(A run of rows)
:::

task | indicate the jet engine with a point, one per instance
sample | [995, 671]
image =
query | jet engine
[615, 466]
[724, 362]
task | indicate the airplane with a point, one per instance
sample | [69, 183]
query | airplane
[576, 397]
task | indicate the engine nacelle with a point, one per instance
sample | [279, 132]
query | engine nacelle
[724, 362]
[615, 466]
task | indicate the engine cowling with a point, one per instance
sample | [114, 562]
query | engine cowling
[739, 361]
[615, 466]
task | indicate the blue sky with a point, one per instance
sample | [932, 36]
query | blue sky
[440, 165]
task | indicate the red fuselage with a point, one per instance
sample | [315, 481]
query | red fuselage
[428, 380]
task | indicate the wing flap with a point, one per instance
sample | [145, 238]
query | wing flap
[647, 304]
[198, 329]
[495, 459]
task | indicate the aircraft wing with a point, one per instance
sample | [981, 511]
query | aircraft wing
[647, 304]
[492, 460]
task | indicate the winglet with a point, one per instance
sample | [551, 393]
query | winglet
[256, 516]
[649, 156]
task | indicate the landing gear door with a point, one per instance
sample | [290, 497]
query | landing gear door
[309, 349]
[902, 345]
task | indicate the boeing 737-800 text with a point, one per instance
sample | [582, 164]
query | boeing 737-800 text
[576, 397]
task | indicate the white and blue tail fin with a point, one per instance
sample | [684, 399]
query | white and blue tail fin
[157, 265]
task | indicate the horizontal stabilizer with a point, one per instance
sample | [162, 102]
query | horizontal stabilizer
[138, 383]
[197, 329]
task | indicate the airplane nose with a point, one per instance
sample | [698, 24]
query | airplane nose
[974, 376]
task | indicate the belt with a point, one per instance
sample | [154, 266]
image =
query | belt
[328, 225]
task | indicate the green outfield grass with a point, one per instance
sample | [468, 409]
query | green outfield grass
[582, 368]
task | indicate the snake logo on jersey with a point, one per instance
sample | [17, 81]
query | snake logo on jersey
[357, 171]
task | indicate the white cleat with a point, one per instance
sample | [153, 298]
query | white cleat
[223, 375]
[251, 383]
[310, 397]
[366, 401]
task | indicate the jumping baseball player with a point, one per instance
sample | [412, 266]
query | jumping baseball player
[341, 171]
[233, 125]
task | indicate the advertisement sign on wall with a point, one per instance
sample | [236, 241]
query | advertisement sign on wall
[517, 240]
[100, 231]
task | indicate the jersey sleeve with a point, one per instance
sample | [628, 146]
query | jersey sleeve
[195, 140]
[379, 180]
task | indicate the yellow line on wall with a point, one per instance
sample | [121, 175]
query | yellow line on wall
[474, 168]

:::

Update the rows from the line with "task | indicate the winglet" through the end of the rows by replacing "one per instance" with "one for each instance", leaving everything else unchanged, and write out only those lines.

● Answer in full:
task | indicate the winglet with a point, one for each instance
sample | [551, 393]
query | winglet
[256, 516]
[649, 156]
task | indicate the landing gear door with a point, one for each instance
sample | [290, 497]
query | landing gear door
[309, 349]
[902, 345]
task | indicate the boeing 737-800 text with a point, one for each instance
sample | [582, 164]
query | boeing 737-800 text
[576, 397]
task | indicate the white and blue tail fin with a point, one for each instance
sample | [684, 399]
query | white and blue tail fin
[157, 265]
task | indicate the horizontal stabilizer with a point, one for each instance
sample | [162, 102]
query | horizontal stabilizer
[138, 383]
[197, 329]
task | indicate the airplane nose with a point, one for each instance
sample | [698, 24]
query | airplane nose
[974, 376]
task | indicate the belt with a point, one for each instance
sample | [154, 266]
image =
query | belt
[328, 225]
task | indicate the green outfield grass with a point, one for each instance
sample | [468, 409]
query | green outfield grass
[582, 368]
task | indicate the snake logo on jersey with a point, one for each instance
sample | [17, 81]
query | snake logo on jersey
[357, 171]
task | indicate the white cleat with a point, one for each instance
sample | [153, 298]
query | white cleat
[223, 375]
[251, 383]
[310, 397]
[366, 401]
task | indicate the jumping baseball player with a point, one for each instance
sample | [412, 266]
query | jumping baseball player
[341, 171]
[233, 125]
task | indicate the advertisement sign on wall with a point, one for each instance
sample | [236, 241]
query | advertisement sign on wall
[517, 240]
[100, 231]
task | indicate the jersey sleeve with a point, one for each instance
sample | [628, 146]
query | jersey sleeve
[195, 140]
[379, 180]
task | indicate the yellow line on wall with a point, one for each instance
sample | [121, 175]
query | yellow line on wall
[474, 168]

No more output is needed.